» Challenge 1: Reproduce word for word the stretch of the Kevin post from "Tuesday, January 27, 2015" through "enemies—just not close.".
» Challenge 2: Pick out every line of the records that contains the string "overcast" and copy each one in full. Treat the match as case-sensitive.

Tuesday, January 27, 2015

KEVIN

(Because it’s always about “moi”—here are one man’s thoughts about how Kevin Crossland affected his life)

            When we met at Cal I liked him immediately.  And then I didn’t.  No doubt the feeling was mutual.  He was younger, a Beta (was there anything worse?)—loud and uninhibited.  We are what we hate—and I didn’t need another carefree, obnoxious lout like me infringing on my territory.
            But we were friends—as we had mutual respect for Cal, its traditions, and many other good guys vouched for him—a true sign of one’s character.  He was a friend of friends.
            We were never enemies—just not close.
            Then the Goobs and I returned from Nueva Djork, and began attending Cal functions.  Kevin was always there.  We re-kindled our relationship and found we had much more in common than we realized.

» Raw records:
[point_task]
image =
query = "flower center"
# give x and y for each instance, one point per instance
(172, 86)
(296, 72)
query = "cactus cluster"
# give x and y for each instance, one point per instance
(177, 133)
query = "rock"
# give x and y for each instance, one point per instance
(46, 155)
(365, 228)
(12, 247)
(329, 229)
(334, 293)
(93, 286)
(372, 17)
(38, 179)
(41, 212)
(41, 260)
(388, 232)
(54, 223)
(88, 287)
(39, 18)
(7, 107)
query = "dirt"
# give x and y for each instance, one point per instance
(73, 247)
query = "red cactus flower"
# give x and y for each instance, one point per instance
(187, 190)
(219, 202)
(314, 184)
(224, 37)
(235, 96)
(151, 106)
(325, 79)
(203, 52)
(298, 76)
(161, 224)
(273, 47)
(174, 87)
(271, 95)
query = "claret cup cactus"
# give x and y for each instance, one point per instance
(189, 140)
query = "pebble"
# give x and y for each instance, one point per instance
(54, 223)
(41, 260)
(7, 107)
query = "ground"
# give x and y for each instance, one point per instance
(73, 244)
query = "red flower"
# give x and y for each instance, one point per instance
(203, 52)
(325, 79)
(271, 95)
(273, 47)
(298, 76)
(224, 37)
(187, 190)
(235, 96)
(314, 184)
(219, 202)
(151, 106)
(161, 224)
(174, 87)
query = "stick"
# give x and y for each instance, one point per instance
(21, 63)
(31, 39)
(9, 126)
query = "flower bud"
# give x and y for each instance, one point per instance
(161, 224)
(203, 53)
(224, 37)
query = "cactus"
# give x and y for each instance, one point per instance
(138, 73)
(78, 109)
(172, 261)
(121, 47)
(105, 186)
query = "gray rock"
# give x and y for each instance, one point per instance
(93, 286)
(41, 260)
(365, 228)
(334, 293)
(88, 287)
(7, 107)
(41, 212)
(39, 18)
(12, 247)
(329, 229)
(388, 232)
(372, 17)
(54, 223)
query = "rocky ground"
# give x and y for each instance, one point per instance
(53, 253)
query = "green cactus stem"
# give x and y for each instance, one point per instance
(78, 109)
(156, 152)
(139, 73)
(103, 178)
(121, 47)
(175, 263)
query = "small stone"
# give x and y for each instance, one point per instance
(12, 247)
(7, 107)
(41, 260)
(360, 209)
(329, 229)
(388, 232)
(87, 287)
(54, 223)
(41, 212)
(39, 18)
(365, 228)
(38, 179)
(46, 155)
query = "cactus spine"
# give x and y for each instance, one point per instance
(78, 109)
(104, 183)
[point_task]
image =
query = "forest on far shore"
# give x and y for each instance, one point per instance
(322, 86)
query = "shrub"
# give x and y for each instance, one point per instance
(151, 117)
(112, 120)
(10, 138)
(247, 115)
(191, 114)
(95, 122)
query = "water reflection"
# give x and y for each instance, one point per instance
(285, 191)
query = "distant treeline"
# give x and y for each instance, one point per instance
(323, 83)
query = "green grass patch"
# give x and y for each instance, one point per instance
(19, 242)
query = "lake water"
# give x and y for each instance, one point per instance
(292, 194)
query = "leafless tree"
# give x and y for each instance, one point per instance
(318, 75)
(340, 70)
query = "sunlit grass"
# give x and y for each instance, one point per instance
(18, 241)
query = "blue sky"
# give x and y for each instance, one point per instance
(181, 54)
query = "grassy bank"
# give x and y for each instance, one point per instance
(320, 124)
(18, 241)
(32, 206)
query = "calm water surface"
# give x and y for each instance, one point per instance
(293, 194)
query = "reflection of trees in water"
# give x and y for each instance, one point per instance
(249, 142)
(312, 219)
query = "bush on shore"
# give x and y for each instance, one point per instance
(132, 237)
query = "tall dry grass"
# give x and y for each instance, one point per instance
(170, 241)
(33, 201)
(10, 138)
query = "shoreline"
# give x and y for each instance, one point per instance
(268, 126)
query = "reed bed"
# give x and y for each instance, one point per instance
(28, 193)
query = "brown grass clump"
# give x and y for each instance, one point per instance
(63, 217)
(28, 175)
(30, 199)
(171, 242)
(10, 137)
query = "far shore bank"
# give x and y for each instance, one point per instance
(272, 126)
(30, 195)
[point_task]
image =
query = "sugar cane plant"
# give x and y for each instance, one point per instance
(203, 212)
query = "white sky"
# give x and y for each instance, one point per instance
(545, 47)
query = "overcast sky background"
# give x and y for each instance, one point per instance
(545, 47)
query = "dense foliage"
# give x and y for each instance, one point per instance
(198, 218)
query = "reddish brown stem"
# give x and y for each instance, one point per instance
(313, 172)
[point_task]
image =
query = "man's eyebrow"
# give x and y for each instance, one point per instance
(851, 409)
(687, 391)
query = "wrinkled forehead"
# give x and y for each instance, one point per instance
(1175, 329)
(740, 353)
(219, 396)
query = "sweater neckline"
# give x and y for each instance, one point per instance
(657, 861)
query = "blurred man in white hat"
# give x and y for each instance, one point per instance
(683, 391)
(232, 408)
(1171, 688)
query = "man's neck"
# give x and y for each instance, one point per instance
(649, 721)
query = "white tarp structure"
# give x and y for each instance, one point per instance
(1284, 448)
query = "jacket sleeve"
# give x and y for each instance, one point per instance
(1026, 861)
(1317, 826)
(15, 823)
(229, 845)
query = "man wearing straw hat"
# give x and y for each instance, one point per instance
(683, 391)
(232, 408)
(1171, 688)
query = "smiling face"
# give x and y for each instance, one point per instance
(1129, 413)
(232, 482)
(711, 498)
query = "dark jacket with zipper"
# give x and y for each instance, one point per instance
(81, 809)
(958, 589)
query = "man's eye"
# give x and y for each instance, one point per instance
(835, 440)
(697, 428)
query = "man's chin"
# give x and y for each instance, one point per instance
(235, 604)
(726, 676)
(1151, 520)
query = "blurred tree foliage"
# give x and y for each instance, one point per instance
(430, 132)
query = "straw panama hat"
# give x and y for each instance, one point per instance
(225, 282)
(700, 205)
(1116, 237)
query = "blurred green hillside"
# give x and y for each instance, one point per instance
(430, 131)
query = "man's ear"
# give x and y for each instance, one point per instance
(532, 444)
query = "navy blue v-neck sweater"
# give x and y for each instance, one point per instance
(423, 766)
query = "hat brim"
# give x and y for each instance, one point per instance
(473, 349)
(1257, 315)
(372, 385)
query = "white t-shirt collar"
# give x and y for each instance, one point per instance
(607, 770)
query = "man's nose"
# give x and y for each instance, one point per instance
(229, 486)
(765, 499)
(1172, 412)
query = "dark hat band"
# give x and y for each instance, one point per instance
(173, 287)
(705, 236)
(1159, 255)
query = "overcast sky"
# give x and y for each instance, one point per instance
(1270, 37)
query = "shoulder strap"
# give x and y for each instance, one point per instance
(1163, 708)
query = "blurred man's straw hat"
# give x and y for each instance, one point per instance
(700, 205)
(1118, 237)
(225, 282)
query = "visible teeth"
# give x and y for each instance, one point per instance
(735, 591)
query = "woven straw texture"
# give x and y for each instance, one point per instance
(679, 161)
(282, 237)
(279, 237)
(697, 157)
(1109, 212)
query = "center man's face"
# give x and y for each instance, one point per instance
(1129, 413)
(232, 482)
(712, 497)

» Output 1:
Tuesday, January 27, 2015

KEVIN

(Because it’s always about “moi”—here are one man’s thoughts about how Kevin Crossland affected his life)

            When we met at Cal I liked him immediately.  And then I didn’t.  No doubt the feeling was mutual.  He was younger, a Beta (was there anything worse?)—loud and uninhibited.  We are what we hate—and I didn’t need another carefree, obnoxious lout like me infringing on my territory.
            But we were friends—as we had mutual respect for Cal, its traditions, and many other good guys vouched for him—a true sign of one’s character.  He was a friend of friends.
            We were never enemies—just not close.

» Output 2:
query = "overcast sky background"
query = "overcast sky"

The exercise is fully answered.